### EXTRACT TO READ

+++

There have been several Indian eatery tenants at 552 Barkly in the past half dozen years.

So the arrival of a new player here in the very keen Indian eats scene in West Footscray could quite easily pass with little notice by us.

Even one with the word “biryani” in its name.

Except we DO notice the prices.

Here, bone-in chicken curries cost $10, a masala dosa $8 and a basic chicken biryani $10 (menu below).

These fees are significantly below those of most other places hereabouts and further afield.

But they count for nowt if the quality isn’t there.

And the quality, it appears, IS very much present.

CTS pal Nat Stockly has become something of semi-regular since his first visit a few months back – and that’s big thumbs up from a staunch biryani fan boy.

So up Bennie and I rock.

+++

### DATA SHOWN
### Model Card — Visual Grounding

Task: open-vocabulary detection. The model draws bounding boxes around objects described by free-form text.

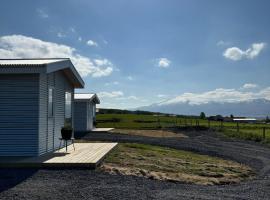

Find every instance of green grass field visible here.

+++

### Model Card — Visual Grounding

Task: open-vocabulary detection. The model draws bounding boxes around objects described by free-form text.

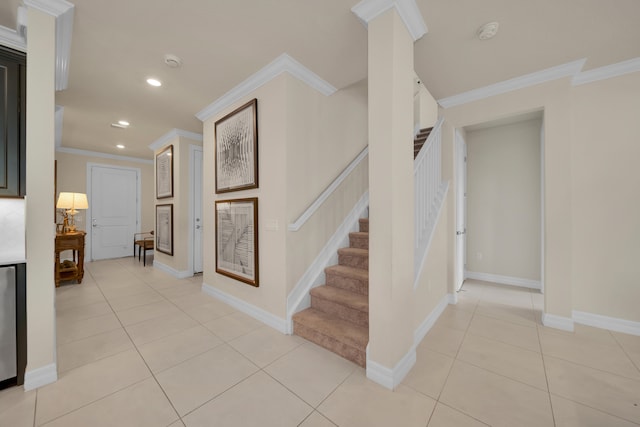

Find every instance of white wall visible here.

+++

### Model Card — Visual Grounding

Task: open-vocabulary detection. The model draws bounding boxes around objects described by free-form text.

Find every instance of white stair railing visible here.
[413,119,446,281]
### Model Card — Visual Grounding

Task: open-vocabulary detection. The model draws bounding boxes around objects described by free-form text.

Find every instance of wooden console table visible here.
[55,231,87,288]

+++

### WRITTEN INSTRUCTION 1
In the restaurant review, how much does a masala dosa cost?
### WRITTEN INSTRUCTION 2
From the entries, pull out every line that contains the string "instance", matching case exactly.

### CORRECT OUTPUT 1
$8

### CORRECT OUTPUT 2
Find every instance of green grass field visible here.
Find every instance of white wall visible here.
Find every instance of white stair railing visible here.
Find every instance of wooden console table visible here.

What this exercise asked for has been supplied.